# Exercise brief:
Please give back each line of the listing, unchanged in every word.

── Provided information

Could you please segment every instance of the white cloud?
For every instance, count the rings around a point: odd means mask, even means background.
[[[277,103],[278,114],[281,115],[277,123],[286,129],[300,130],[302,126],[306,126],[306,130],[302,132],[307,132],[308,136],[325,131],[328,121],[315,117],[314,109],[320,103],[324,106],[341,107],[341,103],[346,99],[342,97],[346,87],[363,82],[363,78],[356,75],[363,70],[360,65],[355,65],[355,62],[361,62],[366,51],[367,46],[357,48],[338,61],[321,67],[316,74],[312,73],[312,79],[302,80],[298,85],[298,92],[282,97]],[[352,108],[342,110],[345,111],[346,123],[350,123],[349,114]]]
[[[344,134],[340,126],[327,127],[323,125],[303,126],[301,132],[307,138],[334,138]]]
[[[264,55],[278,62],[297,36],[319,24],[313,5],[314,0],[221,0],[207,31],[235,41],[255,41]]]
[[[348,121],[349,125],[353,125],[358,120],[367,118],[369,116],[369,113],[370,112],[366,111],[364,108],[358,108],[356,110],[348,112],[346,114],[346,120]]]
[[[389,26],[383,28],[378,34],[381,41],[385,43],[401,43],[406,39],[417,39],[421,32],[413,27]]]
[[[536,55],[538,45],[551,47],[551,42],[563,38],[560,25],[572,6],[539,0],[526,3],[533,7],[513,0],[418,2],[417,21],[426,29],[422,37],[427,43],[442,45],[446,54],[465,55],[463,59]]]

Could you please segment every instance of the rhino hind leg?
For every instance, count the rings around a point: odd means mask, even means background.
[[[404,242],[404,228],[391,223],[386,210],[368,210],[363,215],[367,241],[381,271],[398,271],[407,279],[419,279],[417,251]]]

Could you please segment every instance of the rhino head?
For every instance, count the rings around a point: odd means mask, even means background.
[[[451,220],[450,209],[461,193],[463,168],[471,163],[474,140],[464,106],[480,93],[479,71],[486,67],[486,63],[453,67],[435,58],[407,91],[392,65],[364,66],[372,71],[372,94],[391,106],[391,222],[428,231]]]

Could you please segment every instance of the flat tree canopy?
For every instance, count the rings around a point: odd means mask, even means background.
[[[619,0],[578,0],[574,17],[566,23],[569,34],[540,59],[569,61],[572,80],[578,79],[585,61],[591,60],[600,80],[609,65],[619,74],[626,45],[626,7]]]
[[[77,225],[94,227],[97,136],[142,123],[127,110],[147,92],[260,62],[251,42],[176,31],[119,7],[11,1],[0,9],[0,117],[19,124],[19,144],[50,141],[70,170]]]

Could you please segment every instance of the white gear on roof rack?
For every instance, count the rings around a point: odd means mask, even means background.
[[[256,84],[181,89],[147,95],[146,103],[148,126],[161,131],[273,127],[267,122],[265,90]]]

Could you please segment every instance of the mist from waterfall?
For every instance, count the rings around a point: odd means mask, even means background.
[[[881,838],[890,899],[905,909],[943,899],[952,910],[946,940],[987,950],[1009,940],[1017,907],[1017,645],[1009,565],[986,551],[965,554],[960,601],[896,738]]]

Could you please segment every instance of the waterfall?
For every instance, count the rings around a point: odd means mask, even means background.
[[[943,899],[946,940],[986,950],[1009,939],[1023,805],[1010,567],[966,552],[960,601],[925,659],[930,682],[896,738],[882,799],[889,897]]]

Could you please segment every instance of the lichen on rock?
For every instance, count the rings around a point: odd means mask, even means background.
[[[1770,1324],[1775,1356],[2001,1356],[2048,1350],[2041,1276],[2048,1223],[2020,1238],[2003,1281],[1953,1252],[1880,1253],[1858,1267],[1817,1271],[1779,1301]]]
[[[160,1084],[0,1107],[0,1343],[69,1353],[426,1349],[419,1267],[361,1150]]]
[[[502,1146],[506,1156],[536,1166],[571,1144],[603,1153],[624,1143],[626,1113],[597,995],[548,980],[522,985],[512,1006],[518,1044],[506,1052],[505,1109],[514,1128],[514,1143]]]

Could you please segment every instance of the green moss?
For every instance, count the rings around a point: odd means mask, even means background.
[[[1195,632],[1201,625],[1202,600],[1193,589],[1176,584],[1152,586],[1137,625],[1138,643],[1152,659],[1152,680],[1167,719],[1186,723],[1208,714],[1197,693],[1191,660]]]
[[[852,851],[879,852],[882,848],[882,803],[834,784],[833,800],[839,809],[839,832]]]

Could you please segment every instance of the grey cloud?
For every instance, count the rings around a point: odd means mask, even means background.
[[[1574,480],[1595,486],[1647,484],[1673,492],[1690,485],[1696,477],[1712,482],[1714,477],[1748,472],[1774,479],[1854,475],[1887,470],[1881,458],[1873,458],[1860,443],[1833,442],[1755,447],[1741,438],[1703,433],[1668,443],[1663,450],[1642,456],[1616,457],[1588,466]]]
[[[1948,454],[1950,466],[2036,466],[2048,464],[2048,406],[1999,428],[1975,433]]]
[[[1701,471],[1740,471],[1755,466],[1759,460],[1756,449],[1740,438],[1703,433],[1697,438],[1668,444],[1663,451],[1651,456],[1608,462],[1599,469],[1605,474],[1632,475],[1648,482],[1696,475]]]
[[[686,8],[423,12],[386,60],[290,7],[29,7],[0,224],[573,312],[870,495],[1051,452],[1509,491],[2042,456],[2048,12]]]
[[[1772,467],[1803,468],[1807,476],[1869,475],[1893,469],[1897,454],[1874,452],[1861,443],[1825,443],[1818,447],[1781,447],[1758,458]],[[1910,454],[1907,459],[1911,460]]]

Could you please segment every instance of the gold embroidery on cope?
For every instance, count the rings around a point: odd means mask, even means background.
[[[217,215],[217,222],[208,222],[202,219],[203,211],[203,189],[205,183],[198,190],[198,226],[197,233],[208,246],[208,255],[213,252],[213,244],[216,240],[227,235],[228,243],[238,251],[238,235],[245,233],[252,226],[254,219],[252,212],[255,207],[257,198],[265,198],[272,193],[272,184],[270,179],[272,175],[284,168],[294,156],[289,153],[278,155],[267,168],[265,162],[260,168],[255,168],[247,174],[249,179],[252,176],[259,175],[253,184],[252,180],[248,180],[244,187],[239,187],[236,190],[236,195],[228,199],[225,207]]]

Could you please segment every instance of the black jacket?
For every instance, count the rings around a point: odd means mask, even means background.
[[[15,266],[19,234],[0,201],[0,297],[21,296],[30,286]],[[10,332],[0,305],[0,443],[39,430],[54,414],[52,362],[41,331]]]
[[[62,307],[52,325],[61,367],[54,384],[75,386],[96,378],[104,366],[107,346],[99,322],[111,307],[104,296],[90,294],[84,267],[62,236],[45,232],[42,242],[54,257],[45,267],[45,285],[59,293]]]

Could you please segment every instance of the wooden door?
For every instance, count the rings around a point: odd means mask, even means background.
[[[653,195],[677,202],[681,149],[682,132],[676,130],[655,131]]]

────

# Task output:
Could you please segment every instance of the white cloud?
For every instance, count the rings around a point: odd means mask, even means background.
[[[277,103],[278,114],[281,115],[277,123],[286,129],[300,130],[302,126],[306,126],[306,130],[302,132],[307,132],[308,136],[325,131],[328,121],[315,117],[314,109],[320,103],[324,106],[341,107],[341,103],[346,99],[342,97],[346,87],[363,82],[363,78],[356,75],[363,70],[360,65],[355,65],[355,62],[361,62],[366,51],[367,46],[357,48],[338,61],[321,67],[316,74],[312,73],[312,79],[302,80],[298,85],[298,92],[282,97]],[[352,108],[342,110],[345,111],[346,123],[350,123],[349,114]]]
[[[344,134],[340,126],[327,127],[323,125],[303,126],[301,132],[307,138],[334,138]]]
[[[264,55],[278,62],[297,36],[319,24],[313,5],[314,0],[221,0],[207,31],[235,41],[255,41]]]
[[[348,121],[349,125],[353,125],[358,120],[367,118],[369,116],[369,113],[370,112],[366,111],[364,108],[358,108],[356,110],[348,112],[346,114],[346,120]]]
[[[389,26],[383,28],[378,34],[381,41],[385,43],[401,43],[406,39],[417,39],[421,32],[413,27]]]
[[[536,55],[538,45],[551,47],[551,42],[563,38],[560,25],[572,6],[539,0],[526,3],[533,7],[513,0],[418,2],[417,21],[426,29],[422,37],[427,43],[442,45],[446,54],[465,55],[463,59]]]

Could you please segment every instance of the rhino hind leg?
For every instance, count the rings around a point: odd means mask, even means background.
[[[404,242],[404,228],[391,223],[386,210],[368,210],[363,215],[367,241],[381,271],[398,271],[407,279],[419,279],[417,251]]]

Could you please segment every instance of the rhino head?
For every instance, count the rings around a point: odd means mask, even means background.
[[[451,220],[450,209],[461,193],[463,168],[471,163],[474,140],[464,106],[480,93],[479,71],[486,67],[486,63],[453,67],[435,58],[407,91],[392,65],[364,66],[372,71],[372,94],[391,106],[391,222],[428,231]]]

Could you please segment every instance of the flat tree canopy?
For every instance, count the rings around a point: odd means mask, even means background.
[[[619,0],[578,0],[574,17],[566,23],[569,34],[540,59],[569,61],[572,80],[578,79],[585,61],[591,60],[600,80],[609,65],[619,74],[626,45],[626,7]]]
[[[77,225],[94,227],[97,136],[142,123],[127,110],[147,92],[260,62],[251,42],[176,31],[119,7],[11,1],[0,9],[0,117],[19,124],[19,144],[50,141],[70,170]]]

Could you please segment every instance of the white gear on roof rack?
For every instance, count the rings around a point: odd means mask, even means background.
[[[256,84],[181,89],[147,95],[146,103],[148,126],[161,131],[273,127],[267,122],[265,90]]]

Could you please segment every instance of the mist from waterfall?
For every instance, count the rings around a point: odd means mask, even means background.
[[[881,838],[890,899],[905,909],[943,899],[952,910],[946,940],[987,950],[1009,940],[1017,907],[1017,645],[1009,565],[986,551],[965,554],[960,601],[896,738]]]

Could you please segment every instance of the waterfall?
For every instance, count the rings around a point: odd means mask, even means background.
[[[943,899],[946,940],[986,950],[1009,939],[1023,805],[1010,567],[966,552],[960,601],[925,659],[930,682],[896,738],[882,799],[889,897]]]

Could you please segment every instance of the lichen on rock?
For every instance, count the rings around a point: odd means mask, even means background.
[[[1770,1324],[1775,1356],[2001,1356],[2048,1350],[2041,1276],[2048,1223],[2020,1238],[2003,1281],[1953,1252],[1880,1253],[1858,1267],[1817,1271],[1779,1301]]]
[[[160,1084],[0,1107],[0,1343],[69,1353],[426,1349],[419,1267],[361,1150]]]
[[[502,1146],[506,1156],[536,1166],[571,1144],[603,1153],[624,1143],[626,1113],[597,995],[548,980],[522,985],[512,1006],[518,1044],[506,1052],[505,1109],[514,1128],[514,1143]]]

Could you please segment every instance of the green moss?
For every instance, count the rings around a point: odd means mask, even means background.
[[[1195,632],[1201,625],[1202,600],[1193,589],[1176,584],[1152,586],[1137,625],[1138,643],[1152,659],[1152,680],[1167,719],[1186,723],[1208,714],[1197,693],[1191,660]]]
[[[852,851],[879,852],[882,848],[882,803],[834,784],[833,800],[839,809],[839,832]]]

Could you please segment every instance of the grey cloud?
For every instance, count the rings around a point: odd means mask, even means background.
[[[1574,480],[1595,486],[1647,484],[1673,492],[1690,485],[1696,477],[1712,482],[1714,477],[1748,472],[1774,479],[1854,475],[1887,470],[1881,458],[1873,458],[1860,443],[1833,442],[1755,447],[1741,438],[1703,433],[1668,443],[1663,450],[1642,456],[1616,457],[1588,466]]]
[[[1948,454],[1950,466],[2036,466],[2048,464],[2048,406],[1999,428],[1975,433]]]
[[[1701,471],[1740,471],[1755,466],[1759,460],[1756,449],[1740,438],[1703,433],[1697,438],[1668,444],[1663,451],[1651,456],[1608,462],[1599,469],[1605,474],[1632,475],[1648,482],[1696,475]]]
[[[686,8],[423,12],[386,60],[290,7],[29,7],[0,224],[573,312],[870,495],[1051,452],[1509,491],[2042,456],[2048,12]]]
[[[1772,467],[1803,468],[1807,476],[1869,475],[1893,469],[1897,454],[1874,452],[1861,443],[1825,443],[1818,447],[1781,447],[1758,458]],[[1910,454],[1907,459],[1911,460]]]

Could you please segment every instance of the gold embroidery on cope?
For every instance, count the rings around a point: odd means mask, even means background.
[[[217,215],[217,222],[208,222],[202,219],[203,211],[203,189],[205,183],[198,190],[198,226],[197,233],[208,246],[208,255],[213,252],[213,244],[216,240],[227,235],[228,243],[238,251],[238,235],[245,233],[252,226],[254,219],[252,212],[255,207],[257,198],[265,198],[272,193],[272,184],[270,179],[272,175],[284,168],[294,156],[289,153],[278,155],[267,168],[265,162],[260,168],[255,168],[247,174],[249,179],[252,176],[259,175],[253,184],[252,180],[248,180],[244,187],[239,187],[236,190],[236,195],[228,199],[225,207]]]

Could you please segment every instance of the black jacket?
For every instance, count the rings around a point: odd means mask, even means background.
[[[15,266],[19,234],[0,201],[0,297],[21,296],[30,286]],[[10,332],[0,305],[0,443],[39,430],[54,414],[52,362],[41,331]]]
[[[62,307],[52,325],[61,367],[54,384],[75,386],[96,378],[104,366],[107,346],[99,322],[111,307],[104,296],[90,294],[84,267],[62,236],[45,232],[42,242],[54,257],[45,267],[45,285],[59,293]]]

Could you please segment every instance of the wooden door?
For every instance, count the rings around a point: odd means mask, even means background.
[[[653,195],[677,202],[681,149],[682,132],[676,130],[655,131]]]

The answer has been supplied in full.